Text Start Marker

Invasive species are recognized as leading drivers of environmental change, and can produce significant economic and ecological impacts [1]. Recently, Davis et al. [2] argued that conservationists, scientists, and the general public hold a pervasive bias against non-native species, and that species should be judged based on their impact rather than their place of origin. The debate that has followed (e.g., [3],[4]) highlights the importance of understanding variation in the impacts of invasive species for both science and resource management, and serves as a reminder of the need to question and empirically test assumptions about invasive species.

Invasion biology research has aimed to elucidate general patterns, sometimes at the cost of overlooking important sources of heterogeneity [5]. It has long been recognized that only a small fraction of introduced species will establish, spread, and cause impacts [6]. As a result, identifying species likely to cause ecological or economic impacts and predicting locations that are likely to be most vulnerable are important goals of invasive species research and management [7][9]. Although in principle it is recognized that abundance (and therefore impact) of invasive species varies among sites, few attempts to quantify relative impacts of invasive species incorporate spatial variability in abundance [8]. Instead, species invasions are largely seen as binary phenomena, where an introduced species is either invasive or not (e.g., [7]); and a location is either invaded (or invasible) or not (e.g., [9]; but see [10]). Consequently, most invasive species monitoring and databases emphasize occurrence rather than abundance (Table S1 in File S1). Admittedly, documenting occurrence is logistically more feasible than documenting abundance, particularly across large spatial scales. However, we may miss important insights by ignoring variability among sites in invasive species abundance.

Text End Marker
Material provided Start Marker

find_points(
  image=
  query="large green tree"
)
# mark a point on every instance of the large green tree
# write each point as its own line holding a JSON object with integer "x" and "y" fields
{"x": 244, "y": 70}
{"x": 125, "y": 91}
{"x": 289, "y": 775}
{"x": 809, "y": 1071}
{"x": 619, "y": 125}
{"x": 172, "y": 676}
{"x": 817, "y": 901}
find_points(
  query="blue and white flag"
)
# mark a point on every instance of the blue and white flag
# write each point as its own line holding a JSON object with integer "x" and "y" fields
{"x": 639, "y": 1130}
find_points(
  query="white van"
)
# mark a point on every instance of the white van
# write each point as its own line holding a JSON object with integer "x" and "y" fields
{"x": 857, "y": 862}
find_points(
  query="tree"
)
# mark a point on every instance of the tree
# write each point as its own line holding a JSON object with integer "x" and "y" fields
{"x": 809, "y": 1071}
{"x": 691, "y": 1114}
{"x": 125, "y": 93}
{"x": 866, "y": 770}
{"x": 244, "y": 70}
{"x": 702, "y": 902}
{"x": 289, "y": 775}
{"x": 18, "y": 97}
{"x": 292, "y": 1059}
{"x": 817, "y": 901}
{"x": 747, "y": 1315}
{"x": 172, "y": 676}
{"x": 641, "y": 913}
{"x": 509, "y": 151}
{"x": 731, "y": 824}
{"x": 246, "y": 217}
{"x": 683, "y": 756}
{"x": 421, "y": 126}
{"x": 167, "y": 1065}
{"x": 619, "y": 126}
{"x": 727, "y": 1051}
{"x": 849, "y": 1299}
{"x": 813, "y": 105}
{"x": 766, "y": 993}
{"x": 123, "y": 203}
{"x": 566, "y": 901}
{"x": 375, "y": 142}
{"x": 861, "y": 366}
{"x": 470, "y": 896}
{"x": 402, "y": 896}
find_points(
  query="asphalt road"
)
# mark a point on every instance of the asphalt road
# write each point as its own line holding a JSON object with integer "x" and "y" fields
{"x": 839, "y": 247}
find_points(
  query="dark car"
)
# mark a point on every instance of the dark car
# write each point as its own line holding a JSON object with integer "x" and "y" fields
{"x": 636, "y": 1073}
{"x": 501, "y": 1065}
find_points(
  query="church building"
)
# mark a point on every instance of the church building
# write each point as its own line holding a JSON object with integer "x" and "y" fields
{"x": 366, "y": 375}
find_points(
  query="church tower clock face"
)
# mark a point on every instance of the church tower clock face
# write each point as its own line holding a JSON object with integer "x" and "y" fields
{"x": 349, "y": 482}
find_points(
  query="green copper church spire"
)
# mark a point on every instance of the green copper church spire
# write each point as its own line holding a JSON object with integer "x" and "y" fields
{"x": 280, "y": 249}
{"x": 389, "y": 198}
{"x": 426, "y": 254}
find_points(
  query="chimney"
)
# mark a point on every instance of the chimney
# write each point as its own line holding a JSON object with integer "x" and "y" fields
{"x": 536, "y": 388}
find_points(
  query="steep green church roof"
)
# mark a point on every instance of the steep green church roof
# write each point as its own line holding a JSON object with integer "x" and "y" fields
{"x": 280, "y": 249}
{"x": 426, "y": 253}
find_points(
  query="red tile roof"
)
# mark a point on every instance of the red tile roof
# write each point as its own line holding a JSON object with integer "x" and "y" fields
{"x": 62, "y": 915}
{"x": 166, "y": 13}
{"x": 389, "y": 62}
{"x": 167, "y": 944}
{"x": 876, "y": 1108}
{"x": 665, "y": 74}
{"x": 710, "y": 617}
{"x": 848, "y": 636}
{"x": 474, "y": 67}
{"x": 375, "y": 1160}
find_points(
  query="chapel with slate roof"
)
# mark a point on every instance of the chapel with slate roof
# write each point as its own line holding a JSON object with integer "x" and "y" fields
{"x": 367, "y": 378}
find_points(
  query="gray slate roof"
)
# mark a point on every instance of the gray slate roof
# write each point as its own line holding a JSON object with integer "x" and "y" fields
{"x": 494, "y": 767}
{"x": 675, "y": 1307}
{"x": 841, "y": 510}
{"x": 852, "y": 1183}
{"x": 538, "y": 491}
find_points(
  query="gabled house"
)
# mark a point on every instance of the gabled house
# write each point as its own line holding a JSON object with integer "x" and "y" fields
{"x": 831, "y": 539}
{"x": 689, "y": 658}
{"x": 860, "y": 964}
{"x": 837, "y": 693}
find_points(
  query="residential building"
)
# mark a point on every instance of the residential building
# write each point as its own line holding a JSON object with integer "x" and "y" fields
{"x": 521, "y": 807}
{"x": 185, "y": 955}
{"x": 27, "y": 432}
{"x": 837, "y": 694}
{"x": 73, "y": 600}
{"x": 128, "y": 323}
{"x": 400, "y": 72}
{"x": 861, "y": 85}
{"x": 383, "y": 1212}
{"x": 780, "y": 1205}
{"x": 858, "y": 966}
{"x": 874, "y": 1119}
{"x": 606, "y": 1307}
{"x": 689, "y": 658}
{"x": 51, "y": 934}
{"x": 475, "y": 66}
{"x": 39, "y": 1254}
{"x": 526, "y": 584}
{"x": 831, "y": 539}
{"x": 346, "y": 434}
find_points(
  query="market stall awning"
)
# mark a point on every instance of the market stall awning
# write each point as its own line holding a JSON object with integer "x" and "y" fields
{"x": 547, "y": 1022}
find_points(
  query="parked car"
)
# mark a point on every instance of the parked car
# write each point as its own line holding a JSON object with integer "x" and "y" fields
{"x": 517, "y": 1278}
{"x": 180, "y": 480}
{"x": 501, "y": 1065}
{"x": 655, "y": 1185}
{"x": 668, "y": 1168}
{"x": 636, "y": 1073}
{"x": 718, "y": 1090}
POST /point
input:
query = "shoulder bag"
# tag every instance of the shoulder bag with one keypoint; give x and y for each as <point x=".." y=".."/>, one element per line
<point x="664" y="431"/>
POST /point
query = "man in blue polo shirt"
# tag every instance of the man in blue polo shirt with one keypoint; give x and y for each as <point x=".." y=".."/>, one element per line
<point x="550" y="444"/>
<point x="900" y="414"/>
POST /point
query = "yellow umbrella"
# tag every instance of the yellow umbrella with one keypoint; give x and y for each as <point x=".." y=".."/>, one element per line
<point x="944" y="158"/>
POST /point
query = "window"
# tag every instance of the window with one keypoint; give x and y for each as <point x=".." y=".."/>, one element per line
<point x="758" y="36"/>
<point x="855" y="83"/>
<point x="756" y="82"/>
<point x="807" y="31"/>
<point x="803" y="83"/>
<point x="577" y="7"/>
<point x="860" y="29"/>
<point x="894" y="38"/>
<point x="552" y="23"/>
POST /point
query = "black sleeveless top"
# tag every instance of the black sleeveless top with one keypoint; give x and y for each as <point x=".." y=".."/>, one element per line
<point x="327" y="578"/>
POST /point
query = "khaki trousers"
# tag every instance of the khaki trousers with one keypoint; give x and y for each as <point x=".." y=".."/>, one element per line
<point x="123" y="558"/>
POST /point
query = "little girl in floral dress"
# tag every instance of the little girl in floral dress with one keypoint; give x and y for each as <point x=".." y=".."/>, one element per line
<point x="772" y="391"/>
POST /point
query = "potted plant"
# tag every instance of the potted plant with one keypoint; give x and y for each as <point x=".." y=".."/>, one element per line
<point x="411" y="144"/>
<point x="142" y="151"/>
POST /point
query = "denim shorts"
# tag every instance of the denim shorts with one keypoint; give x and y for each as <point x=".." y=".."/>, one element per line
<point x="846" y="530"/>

Material provided End Marker

**Problem to solve:** In the invasive species text, why do most invasive species monitoring efforts and databases emphasize occurrence rather than abundance? Answer in one to three sentences. The entries here come from a different source than the text.

**Answer:** They emphasize occurrence because species invasions are largely seen as binary phenomena. An introduced species is treated as either invasive or not, and a location as either invaded (or invasible) or not.